• Records shown:
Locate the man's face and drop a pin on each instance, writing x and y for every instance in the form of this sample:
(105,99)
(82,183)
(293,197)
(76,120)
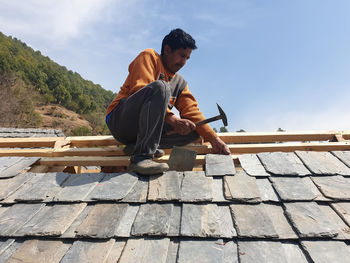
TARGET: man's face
(175,60)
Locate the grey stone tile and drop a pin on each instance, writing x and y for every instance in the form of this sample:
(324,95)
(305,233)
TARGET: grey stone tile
(113,187)
(152,219)
(242,187)
(206,251)
(102,221)
(252,165)
(309,220)
(343,210)
(323,163)
(116,251)
(269,252)
(88,251)
(51,220)
(138,194)
(327,251)
(40,187)
(10,185)
(182,159)
(219,165)
(175,221)
(172,251)
(124,227)
(5,244)
(292,188)
(17,166)
(279,163)
(334,187)
(145,251)
(16,216)
(246,216)
(165,187)
(196,187)
(218,190)
(9,251)
(344,156)
(71,231)
(266,190)
(77,187)
(40,251)
(280,222)
(208,220)
(337,222)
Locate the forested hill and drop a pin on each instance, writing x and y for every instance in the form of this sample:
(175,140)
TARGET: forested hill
(24,71)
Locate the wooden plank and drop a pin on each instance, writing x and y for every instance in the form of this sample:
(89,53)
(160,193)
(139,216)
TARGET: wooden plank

• What needs to be done: Copy out all the rows above, putting "place a marker" in place of "drop a pin" and leaving everything else untouched. Leave out the pictures.

• Answer for the task:
Locate the man's face and place a marker on each instance, writing x and y for every instance in the form of this sample:
(105,99)
(82,183)
(293,197)
(76,120)
TARGET: man's face
(175,60)
Locate the grey stone tile and place a marker on each instance, writing x and y for every instance in the form of this sample:
(324,95)
(305,233)
TARGET: grey stone tile
(113,187)
(152,219)
(242,187)
(206,251)
(102,221)
(252,165)
(309,220)
(343,210)
(323,163)
(116,251)
(269,252)
(88,251)
(51,220)
(138,194)
(327,251)
(40,187)
(10,185)
(182,159)
(219,165)
(175,221)
(172,251)
(124,227)
(5,244)
(292,188)
(17,166)
(279,163)
(334,187)
(145,251)
(16,216)
(246,216)
(165,187)
(196,187)
(218,190)
(9,251)
(344,156)
(71,231)
(266,190)
(77,187)
(40,251)
(280,222)
(208,220)
(337,222)
Locate the forested hill and place a marker on each instance, writing x and y for every instance in the form of this sample:
(175,140)
TARGET: forested hill
(24,71)
Locate the wooden plank and place a marker on each instance, writing x and y for every instance in the form of this sample:
(89,53)
(160,193)
(139,216)
TARGET: wooden plank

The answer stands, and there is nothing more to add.